━━━ EXTRACTED MATERIAL ━━━
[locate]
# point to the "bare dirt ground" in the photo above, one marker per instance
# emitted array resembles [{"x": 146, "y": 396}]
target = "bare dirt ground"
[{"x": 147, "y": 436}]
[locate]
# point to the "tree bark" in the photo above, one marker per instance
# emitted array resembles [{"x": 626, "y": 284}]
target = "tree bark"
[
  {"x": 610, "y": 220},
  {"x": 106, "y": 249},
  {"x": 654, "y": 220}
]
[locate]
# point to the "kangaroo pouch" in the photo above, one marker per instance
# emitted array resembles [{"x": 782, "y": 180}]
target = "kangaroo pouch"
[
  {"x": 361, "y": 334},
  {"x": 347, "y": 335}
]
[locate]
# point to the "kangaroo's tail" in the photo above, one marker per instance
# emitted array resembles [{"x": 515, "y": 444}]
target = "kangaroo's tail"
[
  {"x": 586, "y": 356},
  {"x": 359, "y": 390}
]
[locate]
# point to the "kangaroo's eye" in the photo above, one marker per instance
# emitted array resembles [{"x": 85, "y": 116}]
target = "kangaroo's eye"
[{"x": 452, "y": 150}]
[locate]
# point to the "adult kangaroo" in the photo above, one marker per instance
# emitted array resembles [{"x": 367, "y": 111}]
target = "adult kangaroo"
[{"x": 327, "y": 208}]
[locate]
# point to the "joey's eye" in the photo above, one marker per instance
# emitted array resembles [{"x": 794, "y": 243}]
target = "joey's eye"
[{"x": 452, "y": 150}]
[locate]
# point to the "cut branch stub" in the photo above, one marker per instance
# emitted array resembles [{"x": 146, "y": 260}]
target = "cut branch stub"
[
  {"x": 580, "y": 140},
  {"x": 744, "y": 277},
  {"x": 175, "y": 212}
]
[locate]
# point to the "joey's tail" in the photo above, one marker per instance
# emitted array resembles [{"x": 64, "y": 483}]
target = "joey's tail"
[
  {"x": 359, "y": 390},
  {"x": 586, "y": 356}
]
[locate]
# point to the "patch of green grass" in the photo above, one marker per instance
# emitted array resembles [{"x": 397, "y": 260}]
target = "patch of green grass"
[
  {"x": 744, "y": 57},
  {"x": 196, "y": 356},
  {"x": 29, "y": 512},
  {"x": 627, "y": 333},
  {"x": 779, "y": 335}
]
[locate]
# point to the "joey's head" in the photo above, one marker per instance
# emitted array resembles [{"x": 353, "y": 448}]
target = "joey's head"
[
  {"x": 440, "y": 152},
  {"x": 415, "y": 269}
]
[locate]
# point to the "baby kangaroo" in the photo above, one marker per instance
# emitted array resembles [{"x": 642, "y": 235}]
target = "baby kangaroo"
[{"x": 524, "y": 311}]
━━━
> [SHORT TASK] Extract all of the material exactly as it is written.

> [WRITTEN SOLUTION]
[locate]
# point to the "bare dirt ground" in the photo above, one marker per instance
# emitted array resembles [{"x": 146, "y": 396}]
target = "bare dirt ground"
[{"x": 147, "y": 436}]
[locate]
# point to the "tree bark" in the photo above, one marker per instance
# emitted array resembles [{"x": 626, "y": 284}]
target = "tree bark"
[
  {"x": 610, "y": 220},
  {"x": 106, "y": 249},
  {"x": 654, "y": 220}
]
[locate]
# point to the "kangaroo pouch" in the photo above, one marker per instance
# emitted array resembles [{"x": 782, "y": 180}]
target = "kangaroo pouch"
[
  {"x": 361, "y": 334},
  {"x": 347, "y": 335}
]
[locate]
# point to the "kangaroo's tail" in the photo above, one marker per instance
# emitted array resembles [{"x": 515, "y": 444}]
target = "kangaroo's tail"
[
  {"x": 586, "y": 356},
  {"x": 359, "y": 390}
]
[locate]
# point to the "kangaroo's eye" in the photo above, one marker per instance
# emitted array resembles [{"x": 85, "y": 116}]
target = "kangaroo's eye"
[{"x": 452, "y": 150}]
[locate]
# point to the "adult kangaroo" in the photo above, one marker per instance
# emitted array resembles [{"x": 367, "y": 111}]
target = "adult kangaroo"
[{"x": 327, "y": 208}]
[locate]
# point to the "joey's eye" in the photo above, one marker per instance
# emitted array resembles [{"x": 794, "y": 243}]
target = "joey's eye"
[{"x": 452, "y": 150}]
[locate]
# point to the "cut branch stub" in the photo above, one marker per instance
# emitted array resembles [{"x": 146, "y": 260}]
target = "cut branch stub"
[
  {"x": 580, "y": 140},
  {"x": 744, "y": 277},
  {"x": 175, "y": 212}
]
[locate]
# point to the "joey's tail" in the photo above, one marker per instance
# emitted array resembles [{"x": 64, "y": 483}]
target = "joey's tail"
[
  {"x": 359, "y": 390},
  {"x": 586, "y": 356}
]
[locate]
# point to the "patch of green grass" in the photo above, one marker per instance
# emitted array resembles [{"x": 397, "y": 260}]
target = "patch of green grass"
[
  {"x": 744, "y": 57},
  {"x": 196, "y": 356},
  {"x": 29, "y": 512},
  {"x": 627, "y": 333},
  {"x": 779, "y": 335}
]
[locate]
# point to the "joey's head" in the photo above, one marker per instance
# emitted array resembles [{"x": 353, "y": 448}]
target = "joey's head"
[
  {"x": 440, "y": 152},
  {"x": 415, "y": 269}
]
[locate]
# point to the "baby kangaroo" in the photo above, one marker per instance
# emitted array resembles [{"x": 642, "y": 235}]
target = "baby kangaroo"
[{"x": 524, "y": 311}]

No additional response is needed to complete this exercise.